_PARTS OF THE EXERCISE_
**A.** In the Athens excerpt, what time does the metro close from Sunday through Thursday?
**B.** Resume the Athens excerpt after its final sentence.

_EXCERPT TO READ_
»»

The coffee (cappuccino freddos to be exact). Cappuccino freddos kept me awake at exactly 3 pm every weekday when I would feel the zzzs at my desk at Accenture. Greeks love their coffee. And they like it strong. Frappes are the strongest, made from straight instant coffee emulsified with sugar and milk added. Cappuccino freddos at least involve some processing of the coffee into a cappuccino, which is then iced and sugared before being topped with milk that has been whipped into something quite delightful and cinnamon. After getting addicted exactly after the first instance I had one, I spent the entire month of July kicking the habit and weaning myself off. Did I mention coffee is strong here?

Things That Aren’t So Hot

Public transportation. I often judge a city by how good its (public) transportation system is. If you can get around a city independently, you’ve conquered it. As a girl who hails from NYC, I’m used to certain rules. 24-hour subway and bus. Bear right if you want to squat on the escalators. Move away from doors if your train is about to arrive at a station you’re not getting off at. Buses stopping at every stop regardless of whether the driver sees you hailing the bus down. Well, in Athens, forget all that. I take the bus to work every day from just outside the 1896 Panathenikon Olympic Stadium and it’s always a miracle if I make it in one piece (my ankle was crushed by a bus door once). The metro closes at 12 midnight Sundays through Thursdays and open only until 2 am on Fridays and Saturdays. It also opens at 5 am. And no, there are no bus route maps available on every bus/bus stop. It just doesn’t make sense when Greeks stay up so late.

The sun. Too hot. The sun is unbearable here. There is no respite; it never rains (there was a short shower once for 10 minutes) and it beats down precisely from when the sun rises until as late as 7 pm. I have never been this tan, my hair has never been this brown, and all the sunscreen in the world seems to have no effect. Don’t leave the house without: Sunhat. Ray Bans.

««

Segmentation data:

»»

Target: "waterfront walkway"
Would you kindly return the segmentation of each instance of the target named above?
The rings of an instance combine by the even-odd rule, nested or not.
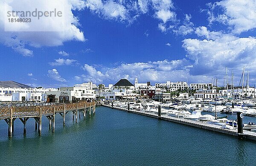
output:
[[[66,114],[69,112],[73,113],[73,120],[74,117],[76,122],[77,122],[78,116],[80,117],[80,112],[82,112],[84,117],[89,112],[90,117],[91,112],[95,113],[95,107],[100,104],[99,102],[87,103],[81,101],[79,103],[67,104],[58,104],[51,106],[31,106],[22,107],[11,107],[0,108],[0,120],[4,120],[8,125],[8,135],[12,137],[14,129],[14,121],[19,119],[24,125],[23,135],[26,135],[26,121],[29,118],[35,120],[35,128],[38,131],[39,135],[42,130],[42,117],[46,117],[49,120],[49,129],[52,129],[54,132],[55,128],[55,116],[56,114],[60,114],[63,117],[63,125],[65,126]]]
[[[195,127],[200,129],[212,131],[214,132],[217,132],[221,133],[227,134],[228,135],[237,136],[239,137],[241,137],[243,138],[256,140],[256,132],[254,132],[244,130],[243,134],[241,134],[238,133],[237,129],[233,130],[229,130],[228,129],[222,129],[221,128],[221,126],[220,126],[209,124],[206,123],[204,122],[196,121],[177,117],[165,116],[163,115],[161,115],[161,117],[158,117],[158,114],[154,113],[137,111],[133,109],[128,110],[128,109],[123,108],[115,107],[112,107],[111,106],[107,105],[102,105],[102,106],[108,108],[112,108],[114,109],[118,109],[119,110],[127,111],[128,112],[132,112],[137,114],[147,116],[148,117],[150,117],[154,118],[157,118],[160,120],[169,121],[172,122],[175,122],[180,124],[184,124],[187,126]]]

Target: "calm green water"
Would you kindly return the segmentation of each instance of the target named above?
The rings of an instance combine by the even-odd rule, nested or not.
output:
[[[0,120],[0,165],[255,165],[256,143],[104,107],[77,124],[72,114],[55,133],[43,120],[42,135],[28,121],[15,122],[14,137]]]

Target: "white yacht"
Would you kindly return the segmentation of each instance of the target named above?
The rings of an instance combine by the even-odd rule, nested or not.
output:
[[[226,123],[228,121],[228,119],[227,118],[221,118],[212,120],[208,121],[207,123],[209,124],[212,124],[215,125],[223,126],[226,124]]]
[[[195,110],[192,112],[191,114],[188,116],[184,117],[183,118],[192,120],[196,120],[201,116],[201,111]]]

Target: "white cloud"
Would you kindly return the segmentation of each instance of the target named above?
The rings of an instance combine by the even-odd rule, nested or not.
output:
[[[204,32],[206,37],[213,39],[183,41],[187,57],[194,62],[194,67],[190,70],[192,74],[215,73],[218,75],[224,73],[226,66],[237,72],[243,66],[250,71],[256,71],[253,67],[256,64],[255,38],[239,38],[228,34],[213,35],[212,37],[212,32]]]
[[[58,52],[58,54],[60,55],[67,56],[69,55],[69,54],[65,52],[64,51],[60,51]]]
[[[115,19],[121,21],[129,20],[128,10],[122,4],[111,0],[102,2],[101,0],[87,0],[86,7],[91,11],[102,15],[105,18]]]
[[[184,19],[183,25],[178,26],[176,29],[173,28],[172,31],[178,34],[183,35],[186,35],[192,33],[194,31],[194,23],[190,21],[191,16],[189,14],[185,14],[185,18]]]
[[[61,77],[59,74],[58,72],[55,69],[53,69],[52,70],[48,70],[47,76],[57,81],[62,82],[67,82],[66,79]]]
[[[227,25],[233,33],[240,34],[256,28],[256,2],[254,0],[224,0],[208,4],[210,23],[216,21]],[[222,9],[221,13],[219,7]]]
[[[176,20],[176,13],[171,11],[174,8],[171,0],[151,0],[153,8],[155,10],[156,17],[164,23],[169,20]]]
[[[61,6],[63,10],[63,19],[52,23],[50,19],[44,20],[39,23],[30,24],[28,26],[25,23],[14,25],[12,29],[17,31],[26,31],[27,28],[44,27],[50,29],[51,31],[5,31],[4,17],[0,17],[0,43],[12,48],[23,56],[33,55],[31,47],[40,47],[44,46],[55,46],[62,45],[64,42],[70,40],[84,41],[85,40],[83,32],[78,28],[79,24],[78,18],[74,16],[72,10],[83,9],[84,3],[81,0],[65,1],[20,0],[0,1],[0,15],[4,16],[5,6],[10,11],[35,10],[40,8],[43,11],[49,11],[53,6]],[[46,22],[47,20],[47,22]],[[33,26],[33,27],[32,27]],[[29,48],[28,49],[28,48]]]
[[[132,82],[136,77],[142,82],[186,81],[188,78],[198,81],[201,76],[189,75],[189,70],[192,67],[191,63],[185,59],[123,63],[113,68],[102,67],[100,70],[86,64],[83,67],[86,73],[81,77],[84,81],[92,81],[96,83],[106,82],[114,83],[124,78]],[[203,81],[205,79],[201,80]]]
[[[52,66],[62,66],[71,65],[75,63],[77,63],[77,60],[69,59],[65,60],[63,58],[58,58],[55,59],[55,60],[54,62],[49,62],[49,64]]]
[[[75,79],[75,80],[76,80],[77,81],[79,81],[81,80],[81,77],[78,76],[76,76],[74,77],[74,79]]]

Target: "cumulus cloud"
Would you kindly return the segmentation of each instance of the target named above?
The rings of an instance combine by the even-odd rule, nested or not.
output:
[[[191,19],[191,15],[185,14],[183,24],[180,26],[174,26],[172,31],[177,34],[184,36],[192,33],[194,31],[195,28],[194,23],[190,21]]]
[[[76,63],[77,60],[73,59],[64,59],[63,58],[58,58],[55,60],[55,62],[49,62],[49,64],[51,66],[62,66],[62,65],[71,65]]]
[[[69,55],[69,54],[65,52],[64,51],[60,51],[58,52],[58,54],[60,55],[61,55],[64,56],[67,56]]]
[[[256,28],[254,0],[224,0],[208,5],[210,7],[208,11],[210,23],[220,22],[228,26],[236,34]]]
[[[58,72],[55,69],[53,69],[52,70],[49,70],[48,71],[47,76],[50,78],[52,78],[56,81],[62,82],[67,82],[67,80],[61,77],[59,74]]]
[[[29,25],[28,23],[13,24],[12,27],[6,28],[6,31],[4,21],[6,19],[4,17],[0,17],[0,43],[12,48],[23,56],[32,56],[32,47],[58,46],[71,40],[85,40],[83,32],[78,28],[79,19],[72,12],[85,7],[81,0],[28,0],[25,2],[4,0],[0,1],[1,16],[6,15],[5,7],[9,11],[33,11],[35,8],[44,11],[52,11],[55,7],[61,8],[63,10],[63,17],[58,20],[42,19],[36,24]],[[45,31],[36,31],[42,27]],[[8,31],[10,29],[9,28],[13,31]],[[51,30],[46,31],[48,29]],[[29,33],[26,32],[28,31]]]
[[[169,47],[170,47],[172,46],[172,44],[170,44],[169,43],[167,43],[166,44],[166,45],[169,46]]]

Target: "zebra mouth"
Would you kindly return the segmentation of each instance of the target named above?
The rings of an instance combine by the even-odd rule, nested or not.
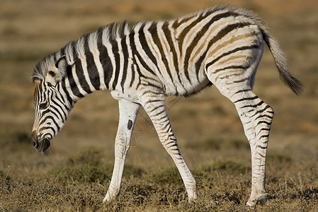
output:
[[[44,138],[39,141],[33,134],[31,135],[31,142],[35,150],[41,153],[43,153],[51,145],[49,139]]]
[[[40,152],[43,153],[49,147],[50,145],[51,145],[51,143],[50,142],[49,139],[44,139],[42,144],[42,149]]]

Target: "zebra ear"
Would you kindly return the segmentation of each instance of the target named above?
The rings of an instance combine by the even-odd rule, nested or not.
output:
[[[60,81],[67,71],[67,62],[65,55],[61,57],[47,73],[45,81],[49,85],[55,86],[58,81]]]

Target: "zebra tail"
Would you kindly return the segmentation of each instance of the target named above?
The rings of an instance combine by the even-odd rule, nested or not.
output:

««

_RESPONSES BY TASK_
**A.** 12 midnight.

**B.**
Terrible cell phone plans. I have spent 40 euros my first 2.5 weeks here. The Cosmote What’s Up plan, with a 20 euro refill, gives you 1200 free minutes to any other What’s Up user and 1200 free SMSes for the rest of the month. But, you have to activate this plan, which is hard to do when all the numbers you dial talk back to you in Greek. 

ExpensiveIn General. One of the few things in Greece that’s probably cheaper than in America is the coffee. And sometimes, certain clothes. But expect to fork over almost double (or more) for everything else, especially for most food items (feta, olive oil, Fage, cherries, watermelons, etc being notable exceptions).

If I Ruled Greece, I Would…

Reform the Taxi System so they wouldn’t be on strike. It’s been hard getting from point A to point B in a short amount of time. You really can’t survive without a car for most parts (I don’t know how we have), especially away from the city center. Taxi drivers are upset because they have paid 200,000 euros for their licenses, which have just become “worthless” with new regulations. The occupation is now accessible to everyone, i.e. you no longer have to pay 200,000 euros for a license. The government should come up with a plan for those taxi drivers who bought this license, say, within the past 10 years, so they repay the amount without interest or part of the cost is forgiven. The drivers should be commended, though, because I believe they are now in their third or fourth week and are standing strong!